## WORK INSTRUCTION A
In the text on physiological phases, rewrite the passage between "It’s More Than" and "phases affect rations?", inclusive, putting "farm animals" in place of "livestock".
## WORK INSTRUCTION B
Carry the text on physiological phases forward from its final line.

## SELECTED TEXT
[Start of Attachment]
It’s More Than Corn: Importance of Physiological Phases
This section of the series, when coupled with the previous posts, begins to layout some of the benefits to having the ability to utilize grain in the diets of livestock, particularly as an animal’s need for energy and protein increase through various stages of physiological maturity.
How do physiological phases affect rations?
When evaluating the science of livestock production, we divide growth into several different physiological phases. All animals, including humans, are involved with at least one of the phases at all times, maintenance, but are rarely involved in more than two or three at any given time. Each phase has its own unique nutritional requirements and thus, rations are changed according to the phase and the animal’s requirements.
Maintenance is the maintaining of an animal’s health and well-being. A maintenance ration meets an animal’s need who is not growing, not pregnant, not storing fat and not yielding a product (milk, wool, etc.). Basic maintenance requirements include energy for vital organs to function properly, maintaining body temperature, protein for body tissue repair; replace mineral loss, vitamins for maintenance and certain fatty acids.
Growth is primarily an increase in muscle, bone, organs and connective tissue. It is essential during the growth phase that nutrient needs are met to insure that the animal can attain its proper mature status and size. During this phase there is an increased need for high quality protein, higher energy and a greater demand for adequate levels of minerals and vitamins. Daily growth rate increases until puberty and then decreases through maturity.
Fattening in an animal is simply put, the deposition of unused energy in the form of fat within the body tissues. Fattening is split into two categories. Abdominal, intermuscular and subcutaneous deposition is for the most part undesirable, but unavoidable is marbling is to occur. The second, intramuscular deposition is commonly referred to as marbling and is difficult to obtain without excessive deposition from the first category. The primary requirement for fattening is energy, net energy (NE). During this phase, protein requirement decreases to an extent, but must be maintained for proper digestion. There is also an increase in need for vitamins related to energy metabolism.
What is the difference between growth and fattening in relation to weight gains?
[End of Attachment]
## INFORMATION PROVIDED
[Start of Attachment]
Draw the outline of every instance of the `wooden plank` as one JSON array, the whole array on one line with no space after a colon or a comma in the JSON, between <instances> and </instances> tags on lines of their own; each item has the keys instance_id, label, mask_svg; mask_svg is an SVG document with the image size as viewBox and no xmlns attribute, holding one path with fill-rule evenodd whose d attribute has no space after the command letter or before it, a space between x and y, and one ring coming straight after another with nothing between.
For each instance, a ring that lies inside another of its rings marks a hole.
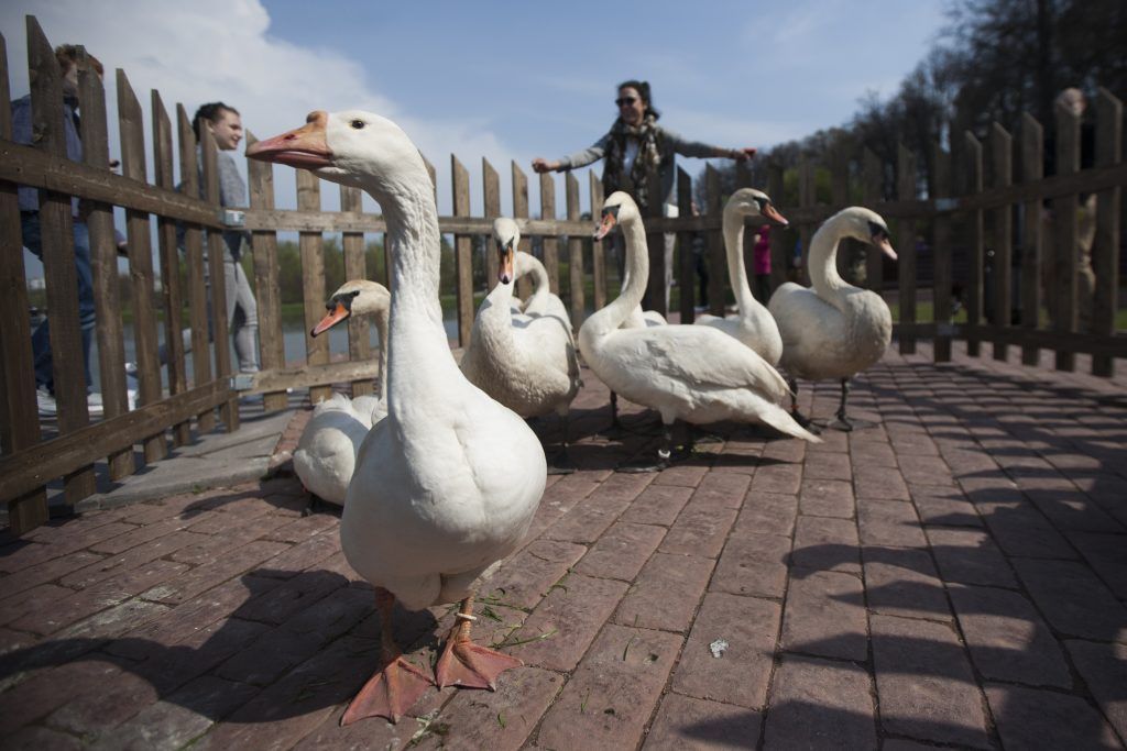
<instances>
[{"instance_id":1,"label":"wooden plank","mask_svg":"<svg viewBox=\"0 0 1127 751\"><path fill-rule=\"evenodd\" d=\"M497 175L497 170L494 166L482 157L481 158L481 181L482 181L482 193L485 197L485 209L486 218L489 221L490 226L492 221L500 216L500 177ZM492 238L492 230L490 229L490 238ZM486 244L486 289L491 289L495 284L497 284L498 263L496 248L492 241Z\"/></svg>"},{"instance_id":2,"label":"wooden plank","mask_svg":"<svg viewBox=\"0 0 1127 751\"><path fill-rule=\"evenodd\" d=\"M321 181L308 170L296 170L298 207L305 211L320 211ZM320 232L302 232L298 235L298 247L301 251L301 288L305 313L305 363L325 365L329 361L329 338L313 338L309 332L323 318L327 293L325 289L325 250ZM317 404L332 395L329 386L316 386L309 390L309 401Z\"/></svg>"},{"instance_id":3,"label":"wooden plank","mask_svg":"<svg viewBox=\"0 0 1127 751\"><path fill-rule=\"evenodd\" d=\"M991 162L994 168L994 187L1006 188L1013 182L1013 138L997 123L991 125ZM994 263L991 288L994 292L994 328L1004 329L1012 323L1013 309L1013 213L1012 207L994 209ZM994 359L1005 361L1004 340L994 341Z\"/></svg>"},{"instance_id":4,"label":"wooden plank","mask_svg":"<svg viewBox=\"0 0 1127 751\"><path fill-rule=\"evenodd\" d=\"M724 203L720 196L720 173L711 164L704 168L704 213L712 218L724 216ZM721 218L722 221L722 218ZM708 310L712 315L724 316L725 303L725 279L728 278L728 259L724 251L724 233L712 231L704 235L708 243L706 258L708 258Z\"/></svg>"},{"instance_id":5,"label":"wooden plank","mask_svg":"<svg viewBox=\"0 0 1127 751\"><path fill-rule=\"evenodd\" d=\"M567 196L567 217L571 222L578 222L580 216L579 180L570 171L564 178L564 188ZM578 235L573 234L567 239L567 263L568 298L571 303L571 328L578 331L587 314L583 288L583 239Z\"/></svg>"},{"instance_id":6,"label":"wooden plank","mask_svg":"<svg viewBox=\"0 0 1127 751\"><path fill-rule=\"evenodd\" d=\"M364 211L361 203L360 188L340 186L340 211L360 214ZM340 243L345 253L345 279L366 279L367 269L364 263L364 233L345 232ZM354 363L372 358L371 337L369 334L369 318L353 315L348 319L348 359ZM383 342L380 342L383 347ZM350 384L352 395L362 396L374 393L371 378L361 378Z\"/></svg>"},{"instance_id":7,"label":"wooden plank","mask_svg":"<svg viewBox=\"0 0 1127 751\"><path fill-rule=\"evenodd\" d=\"M524 170L517 167L516 161L512 163L512 173L513 218L520 223L520 220L529 217L529 178L524 173ZM525 253L532 252L532 240L524 230L521 231L521 243L517 245L517 250ZM527 278L518 279L516 283L516 296L521 299L527 299L530 294L532 294L532 283Z\"/></svg>"},{"instance_id":8,"label":"wooden plank","mask_svg":"<svg viewBox=\"0 0 1127 751\"><path fill-rule=\"evenodd\" d=\"M450 155L450 170L454 190L454 215L470 214L470 172L458 157ZM469 347L473 330L473 241L469 235L454 235L454 276L458 295L458 343Z\"/></svg>"},{"instance_id":9,"label":"wooden plank","mask_svg":"<svg viewBox=\"0 0 1127 751\"><path fill-rule=\"evenodd\" d=\"M603 182L595 176L595 171L587 172L591 189L591 221L597 224L602 216ZM587 236L594 235L594 227L587 227ZM591 270L594 276L595 310L602 310L606 305L606 247L600 240L591 241Z\"/></svg>"},{"instance_id":10,"label":"wooden plank","mask_svg":"<svg viewBox=\"0 0 1127 751\"><path fill-rule=\"evenodd\" d=\"M974 195L983 189L983 146L970 131L964 133L964 153L966 170L966 190ZM970 333L967 336L967 355L978 357L980 341L977 330L983 321L983 261L985 249L983 241L983 212L980 208L968 212L966 216L967 245L967 288L964 290L967 307L967 323Z\"/></svg>"},{"instance_id":11,"label":"wooden plank","mask_svg":"<svg viewBox=\"0 0 1127 751\"><path fill-rule=\"evenodd\" d=\"M556 220L556 179L551 172L540 173L540 218ZM548 288L553 295L560 294L560 251L556 238L542 238L544 268L548 270Z\"/></svg>"},{"instance_id":12,"label":"wooden plank","mask_svg":"<svg viewBox=\"0 0 1127 751\"><path fill-rule=\"evenodd\" d=\"M176 126L180 144L180 186L185 194L199 196L199 162L196 136L184 105L176 106ZM210 209L214 212L214 208ZM212 381L211 345L207 327L207 283L205 280L203 230L198 224L184 225L184 263L188 277L188 322L192 327L192 378L196 387ZM215 429L215 413L208 409L196 415L201 433Z\"/></svg>"},{"instance_id":13,"label":"wooden plank","mask_svg":"<svg viewBox=\"0 0 1127 751\"><path fill-rule=\"evenodd\" d=\"M648 190L650 195L649 206L646 211L646 249L649 252L649 279L646 284L646 296L642 297L642 310L657 311L663 316L669 314L668 305L665 302L665 233L657 229L657 223L653 220L660 220L662 208L662 178L656 170L647 177Z\"/></svg>"},{"instance_id":14,"label":"wooden plank","mask_svg":"<svg viewBox=\"0 0 1127 751\"><path fill-rule=\"evenodd\" d=\"M881 198L880 159L871 149L866 149L861 158L861 196L864 205L888 221L887 212L877 208ZM897 249L899 250L899 249ZM885 289L885 258L879 249L866 243L864 286L878 295Z\"/></svg>"},{"instance_id":15,"label":"wooden plank","mask_svg":"<svg viewBox=\"0 0 1127 751\"><path fill-rule=\"evenodd\" d=\"M11 101L8 87L8 45L0 34L0 102ZM10 140L11 108L0 107L0 138ZM16 185L0 181L0 453L14 454L39 440L35 402L32 340L27 336L27 283L19 230ZM34 485L7 500L8 527L15 535L50 517L47 495Z\"/></svg>"},{"instance_id":16,"label":"wooden plank","mask_svg":"<svg viewBox=\"0 0 1127 751\"><path fill-rule=\"evenodd\" d=\"M247 133L247 145L258 138ZM247 182L251 208L274 208L274 166L257 159L247 160ZM278 284L278 235L273 230L250 233L255 261L255 301L258 303L258 347L264 370L285 367L285 333L282 324L282 289ZM347 261L347 258L346 258ZM290 404L285 391L266 392L266 412L284 410Z\"/></svg>"},{"instance_id":17,"label":"wooden plank","mask_svg":"<svg viewBox=\"0 0 1127 751\"><path fill-rule=\"evenodd\" d=\"M783 172L782 164L770 162L767 164L767 195L771 200L782 200L783 198ZM786 214L783 214L786 216ZM787 238L782 229L771 232L771 293L779 288L787 280L787 270L790 268L790 249L787 248Z\"/></svg>"},{"instance_id":18,"label":"wooden plank","mask_svg":"<svg viewBox=\"0 0 1127 751\"><path fill-rule=\"evenodd\" d=\"M1056 106L1056 169L1058 175L1073 175L1080 171L1080 117L1063 105ZM1058 196L1053 199L1053 223L1055 225L1055 258L1053 269L1055 284L1055 304L1050 305L1049 315L1053 319L1053 330L1061 332L1076 331L1076 260L1077 260L1077 199L1075 194ZM1058 350L1056 368L1072 372L1076 369L1076 356L1071 351Z\"/></svg>"},{"instance_id":19,"label":"wooden plank","mask_svg":"<svg viewBox=\"0 0 1127 751\"><path fill-rule=\"evenodd\" d=\"M52 477L95 462L107 450L118 452L227 399L227 384L212 382L109 420L37 444L0 458L0 500L38 488Z\"/></svg>"},{"instance_id":20,"label":"wooden plank","mask_svg":"<svg viewBox=\"0 0 1127 751\"><path fill-rule=\"evenodd\" d=\"M117 69L117 120L122 136L122 175L139 182L147 179L144 154L144 118L141 104L125 71ZM130 277L133 280L133 338L137 363L137 404L153 404L162 396L160 361L157 345L156 278L152 266L152 234L149 215L125 212L128 238ZM143 441L145 462L157 462L168 455L163 427Z\"/></svg>"},{"instance_id":21,"label":"wooden plank","mask_svg":"<svg viewBox=\"0 0 1127 751\"><path fill-rule=\"evenodd\" d=\"M897 145L896 153L896 194L900 200L915 198L916 164L913 154L903 144ZM916 310L916 249L915 223L900 220L899 233L896 239L896 275L900 293L900 323L915 323ZM915 354L915 339L912 334L900 337L900 355Z\"/></svg>"},{"instance_id":22,"label":"wooden plank","mask_svg":"<svg viewBox=\"0 0 1127 751\"><path fill-rule=\"evenodd\" d=\"M692 216L693 181L689 172L677 168L677 212L681 216ZM696 320L696 258L693 254L693 233L677 234L678 278L681 280L681 322L692 323Z\"/></svg>"},{"instance_id":23,"label":"wooden plank","mask_svg":"<svg viewBox=\"0 0 1127 751\"><path fill-rule=\"evenodd\" d=\"M1095 163L1099 167L1122 161L1124 108L1110 91L1100 88L1095 96ZM1095 240L1092 244L1092 271L1095 290L1092 298L1091 333L1111 337L1119 310L1119 230L1122 189L1101 190L1095 197ZM1110 357L1092 357L1092 375L1115 375Z\"/></svg>"},{"instance_id":24,"label":"wooden plank","mask_svg":"<svg viewBox=\"0 0 1127 751\"><path fill-rule=\"evenodd\" d=\"M161 101L160 92L153 89L151 97L152 161L156 167L157 185L161 188L172 189L176 187L176 177L172 173L172 124L168 118L168 110L165 109L165 102ZM86 120L85 114L86 110L83 108L83 122ZM168 391L170 394L180 394L188 390L188 379L185 373L184 340L180 338L180 311L184 310L184 295L180 290L180 256L176 248L176 222L166 216L158 216L157 239L158 247L160 248L160 289L161 304L165 311L165 347L168 352ZM113 248L110 247L108 250L113 250ZM106 254L106 261L110 262L114 267L117 266L116 259L108 253ZM101 351L100 347L98 351ZM123 357L114 357L110 361L116 365L122 360ZM109 363L105 358L101 365L103 399L105 399L106 377L121 379L118 375L121 368L107 367ZM118 396L125 396L124 388L122 388ZM115 411L113 414L116 417L123 411ZM106 405L106 414L109 415L108 404ZM174 446L184 446L190 440L190 422L185 421L172 426Z\"/></svg>"},{"instance_id":25,"label":"wooden plank","mask_svg":"<svg viewBox=\"0 0 1127 751\"><path fill-rule=\"evenodd\" d=\"M953 194L951 182L951 154L938 143L932 146L935 166L935 196L949 198ZM934 281L932 295L934 299L934 321L938 324L951 322L951 216L940 214L932 225L932 260L934 262ZM951 360L951 337L935 334L934 358L937 363Z\"/></svg>"},{"instance_id":26,"label":"wooden plank","mask_svg":"<svg viewBox=\"0 0 1127 751\"><path fill-rule=\"evenodd\" d=\"M39 147L66 159L63 131L62 75L51 43L34 16L27 17L27 57L32 81L32 117ZM42 131L38 129L42 126ZM51 359L54 366L59 432L69 433L89 424L86 394L86 357L79 327L78 275L74 269L74 224L68 195L39 191L39 230L43 268L47 284L51 321ZM68 504L95 491L92 467L82 467L64 482Z\"/></svg>"},{"instance_id":27,"label":"wooden plank","mask_svg":"<svg viewBox=\"0 0 1127 751\"><path fill-rule=\"evenodd\" d=\"M1021 179L1045 177L1045 135L1032 115L1021 117ZM1042 212L1038 200L1024 204L1021 223L1021 328L1036 329L1041 312L1041 226ZM1032 342L1021 346L1021 361L1037 365L1040 350Z\"/></svg>"}]
</instances>

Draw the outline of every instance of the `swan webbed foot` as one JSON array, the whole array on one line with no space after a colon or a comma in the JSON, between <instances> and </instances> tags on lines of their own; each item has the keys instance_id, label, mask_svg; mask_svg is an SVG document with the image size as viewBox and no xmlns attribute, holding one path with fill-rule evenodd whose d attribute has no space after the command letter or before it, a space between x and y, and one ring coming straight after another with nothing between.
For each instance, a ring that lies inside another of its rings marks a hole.
<instances>
[{"instance_id":1,"label":"swan webbed foot","mask_svg":"<svg viewBox=\"0 0 1127 751\"><path fill-rule=\"evenodd\" d=\"M350 725L365 717L387 717L398 723L432 686L434 681L426 673L398 655L378 670L353 697L340 717L340 725Z\"/></svg>"}]
</instances>

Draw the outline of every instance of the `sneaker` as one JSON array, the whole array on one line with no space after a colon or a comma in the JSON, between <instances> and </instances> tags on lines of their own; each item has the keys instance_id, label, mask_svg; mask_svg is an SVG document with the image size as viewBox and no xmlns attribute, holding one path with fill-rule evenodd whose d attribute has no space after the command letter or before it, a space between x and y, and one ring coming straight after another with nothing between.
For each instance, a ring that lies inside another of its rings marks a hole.
<instances>
[{"instance_id":1,"label":"sneaker","mask_svg":"<svg viewBox=\"0 0 1127 751\"><path fill-rule=\"evenodd\" d=\"M46 418L53 418L59 412L59 405L55 404L55 397L51 395L51 392L39 386L35 390L35 401L38 402L39 414Z\"/></svg>"}]
</instances>

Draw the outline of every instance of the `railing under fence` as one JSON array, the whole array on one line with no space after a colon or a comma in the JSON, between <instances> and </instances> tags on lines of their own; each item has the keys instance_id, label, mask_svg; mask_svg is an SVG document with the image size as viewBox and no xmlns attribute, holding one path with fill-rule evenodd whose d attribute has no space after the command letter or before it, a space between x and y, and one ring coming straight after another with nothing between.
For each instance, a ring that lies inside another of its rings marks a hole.
<instances>
[{"instance_id":1,"label":"railing under fence","mask_svg":"<svg viewBox=\"0 0 1127 751\"><path fill-rule=\"evenodd\" d=\"M186 111L177 106L175 153L179 162L179 180L174 177L174 128L160 95L152 91L152 143L154 180L148 181L141 107L125 73L117 71L117 113L122 144L122 175L108 168L108 138L105 93L98 75L81 66L79 77L81 104L81 140L83 163L69 161L62 141L62 89L59 66L51 45L34 18L28 18L28 64L33 72L32 100L35 113L36 145L12 142L11 120L0 108L0 500L8 507L9 524L16 533L26 531L47 519L45 486L61 480L62 498L73 504L95 490L95 463L105 461L110 480L135 472L140 465L167 455L169 446L192 440L192 429L213 430L218 419L225 429L239 427L238 395L240 392L264 394L267 411L287 404L286 390L310 388L317 401L328 394L334 383L349 383L352 393L370 393L376 373L370 351L367 324L352 321L348 331L348 360L330 363L325 338L307 334L304 364L287 364L283 347L282 298L278 284L278 232L296 232L302 267L302 303L305 330L320 318L326 298L323 233L341 233L345 276L367 277L365 268L365 233L382 233L387 226L378 214L362 211L360 193L340 189L339 212L321 209L322 184L311 173L294 172L298 208L275 207L275 172L263 162L248 163L250 206L241 214L223 212L219 205L215 144L206 128L202 133L197 166L195 136ZM9 99L7 51L0 37L0 100ZM815 164L807 161L798 167L798 202L783 200L783 168L770 164L766 190L780 204L791 221L790 232L771 235L771 287L778 287L792 268L793 236L802 248L809 245L817 224L841 207L862 203L889 220L894 227L894 244L899 253L895 270L898 305L896 332L898 347L911 352L921 338L934 340L937 360L950 358L952 339L966 339L968 351L978 355L982 342L991 342L993 356L1004 358L1010 346L1021 347L1022 360L1037 361L1039 349L1056 351L1056 366L1075 367L1079 352L1092 356L1093 373L1112 374L1115 358L1127 357L1127 338L1117 334L1119 254L1122 242L1120 212L1121 186L1127 184L1127 164L1121 161L1122 109L1113 96L1100 91L1097 99L1097 164L1079 171L1079 119L1061 110L1054 124L1058 173L1044 178L1041 126L1030 117L1021 123L1020 154L1022 179L1013 181L1010 134L994 125L986 150L991 155L992 184L984 181L984 145L967 133L960 144L960 157L952 163L950 153L934 147L934 195L919 197L916 171L911 152L900 147L895 169L896 198L884 199L881 175L885 166L871 152L861 155L855 170L860 185L850 185L848 159L835 157L827 167L831 172L828 203L817 203ZM250 136L248 141L252 141ZM291 171L279 172L290 179ZM432 168L432 176L435 170ZM203 176L204 198L199 193ZM496 277L492 253L476 254L473 239L488 235L492 218L504 213L500 180L497 170L485 159L481 162L481 204L483 215L471 215L471 185L468 170L451 158L453 215L440 217L444 234L453 235L455 261L454 288L458 341L468 341L474 315L474 294L485 292L488 280ZM516 164L511 164L512 196L509 216L522 229L522 249L529 250L535 239L549 271L552 290L560 293L566 281L566 301L571 320L578 328L587 310L588 284L591 302L602 307L615 281L614 265L607 249L591 239L598 216L602 186L588 171L589 199L580 205L579 180L575 175L562 176L562 206L557 203L557 184L552 175L540 175L540 218L533 217L529 205L529 178ZM957 180L956 177L959 179ZM654 178L656 179L656 177ZM55 424L41 424L36 410L36 383L32 361L28 328L28 290L21 251L20 215L16 186L39 189L39 221L43 227L43 261L46 279L47 307L51 320L51 345L54 354L54 388L59 405ZM180 185L177 190L174 186ZM708 167L702 194L703 212L692 212L693 184L684 170L677 173L680 216L650 216L647 220L650 247L650 289L660 289L665 276L664 233L678 240L674 277L677 279L677 312L682 322L691 322L696 311L696 268L689 251L693 238L704 240L704 267L709 272L708 307L713 314L725 312L728 295L726 251L720 234L724 195L720 175ZM751 175L737 166L737 187L749 186ZM956 190L955 185L964 186ZM699 187L700 188L700 187ZM1090 323L1079 331L1077 296L1077 195L1095 194L1095 230L1091 245L1094 271ZM657 195L655 188L654 195ZM81 200L81 220L86 222L91 242L97 313L99 374L105 413L92 421L87 410L87 384L81 360L81 333L76 304L73 222L71 198ZM1041 220L1044 202L1050 200L1056 217L1051 225ZM123 310L118 289L118 251L114 238L113 208L125 209L126 253L131 285L128 310L133 316L134 349L137 363L140 394L135 409L127 405ZM1014 236L1014 207L1020 206L1020 242ZM562 212L560 211L562 208ZM566 218L557 218L564 214ZM156 235L150 222L157 221ZM991 229L987 235L986 227ZM251 234L254 277L259 319L259 358L263 369L257 374L233 374L228 341L227 318L213 316L213 340L208 342L207 303L218 301L215 311L224 305L224 275L220 253L207 254L221 247L221 232L240 223ZM178 243L176 225L183 226ZM1046 233L1054 233L1056 252L1046 258L1042 251ZM920 268L916 235L930 238L930 268ZM744 252L751 253L753 232L745 233ZM159 260L153 267L151 238L157 238ZM181 247L178 247L181 245ZM984 272L987 249L994 252L991 278ZM857 252L851 250L850 252ZM1020 257L1020 276L1011 280L1010 256ZM180 283L180 266L186 268L186 287ZM956 260L961 272L956 271ZM1042 269L1050 263L1053 274L1046 278ZM204 266L210 266L210 289ZM474 276L474 265L478 275ZM481 267L485 267L483 269ZM384 265L387 268L388 265ZM561 269L566 267L566 275ZM886 289L886 267L875 249L864 252L863 286ZM485 271L482 274L482 271ZM891 269L889 269L891 271ZM889 275L890 276L890 275ZM930 276L932 310L930 321L920 321L917 306L919 279ZM562 278L561 278L562 277ZM485 279L474 283L474 279ZM381 279L387 283L387 279ZM965 322L952 318L952 285L964 288ZM1018 294L1012 295L1013 284ZM1044 293L1049 285L1054 293L1050 328L1040 320ZM480 288L476 288L480 287ZM522 288L522 293L527 290ZM986 303L991 303L987 310ZM1020 302L1020 306L1014 303ZM648 306L666 313L665 299L654 294ZM179 327L181 311L188 310L192 331L192 372L187 372L185 349ZM1012 310L1020 311L1018 319ZM163 320L159 334L158 321ZM167 363L161 364L158 343L168 347ZM163 376L163 377L162 377ZM162 386L167 383L167 387ZM140 453L135 447L140 446Z\"/></svg>"}]
</instances>

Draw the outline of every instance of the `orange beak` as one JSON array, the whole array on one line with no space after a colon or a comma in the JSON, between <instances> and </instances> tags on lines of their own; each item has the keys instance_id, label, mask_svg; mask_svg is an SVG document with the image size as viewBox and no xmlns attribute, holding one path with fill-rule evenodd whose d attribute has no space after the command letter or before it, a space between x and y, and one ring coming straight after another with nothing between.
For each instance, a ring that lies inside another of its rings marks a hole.
<instances>
[{"instance_id":1,"label":"orange beak","mask_svg":"<svg viewBox=\"0 0 1127 751\"><path fill-rule=\"evenodd\" d=\"M330 167L332 152L325 140L328 122L328 113L323 110L310 113L302 127L247 146L247 157L307 170Z\"/></svg>"},{"instance_id":2,"label":"orange beak","mask_svg":"<svg viewBox=\"0 0 1127 751\"><path fill-rule=\"evenodd\" d=\"M313 327L313 330L309 332L309 336L316 337L319 333L325 333L336 324L344 321L349 315L352 315L352 311L349 311L340 303L337 303L336 309L330 310L328 313L326 313L325 318L321 319L321 322L318 323L316 327Z\"/></svg>"}]
</instances>

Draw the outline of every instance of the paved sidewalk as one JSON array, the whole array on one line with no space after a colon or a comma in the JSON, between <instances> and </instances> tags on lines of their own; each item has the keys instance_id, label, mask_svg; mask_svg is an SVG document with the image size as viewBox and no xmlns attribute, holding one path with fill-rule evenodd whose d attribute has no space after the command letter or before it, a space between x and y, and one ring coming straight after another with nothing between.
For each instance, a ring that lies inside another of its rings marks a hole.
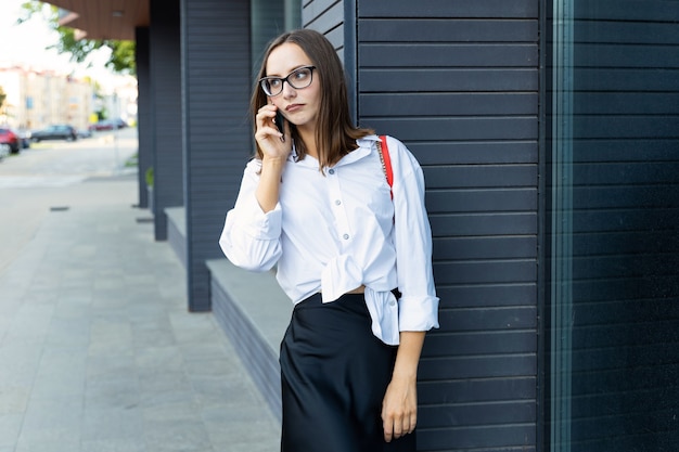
[End of Attachment]
## REPLY A
It’s More Than Corn: Importance of Physiological Phases
This section of the series, when coupled with the previous posts, begins to layout some of the benefits to having the ability to utilize grain in the diets of farm animals, particularly as an animal’s need for energy and protein increase through various stages of physiological maturity.
How do physiological phases affect rations?

## REPLY B
Weight gain in animals is derived from growth, fattening and fill, or increase in content of feed and water. Growth is a much cheaper form of weight gain than fattening is. Gain from growth is primarily in the form of protein tissue and bone. Gain from fattening is largely in the form of fat. Protein tissue is basically 75% water and 25% protein. As mentioned in an earlier post, protein is one of the most costly nutrients, but water is essentially free. Therefore, protein tissue is a cheap source of gain. On the other hand, gain from fat is considered expensive. There is very little water and mineral deposition in fat. In fact, as in humans, fat will actually replace water in tissues, which makes for a very uneconomical exchange. Additionally, is requires about 2.25 times for net energy (NE) to form a pound of body fat that is required to form a pound of protein. Young animals are more efficient and cheaper to grow than older animals. Also, older animals are easier to fatten than younger, because a greater percentage of their energy consumption is available for fattening.
Fetal Development Phase
There are two considerations to have in mind when feeding during gestation. The first is to provide nutrients for the development of the fetus and the second is to provide nutrients during gestation to build up a nutrient reserve to meet requirements for milk production following parturition. It is also important to consider that females that too fat can have difficulty conceiving and may deposit fat in the mammary system, reducing ability to produce milk. Additionally, bred cows, that are fed to liberally, may experience an oversized fetus and/or difficulty during parturition.
Typically we associate milk production with the dairy cow. While it is a dairy cows specialty, all females produce milk upon giving birth to young. The nutritional requirements for milk production are in proportion to the amount of milk produced. The major requirements are high quality protein, adequate energy, calcium, phosphorus, vitamins A and D and salt.
To summarize this section, it is important to realize that the nutrient requirements for each of these phases is over and above the nutritional requirements for basic maintenance.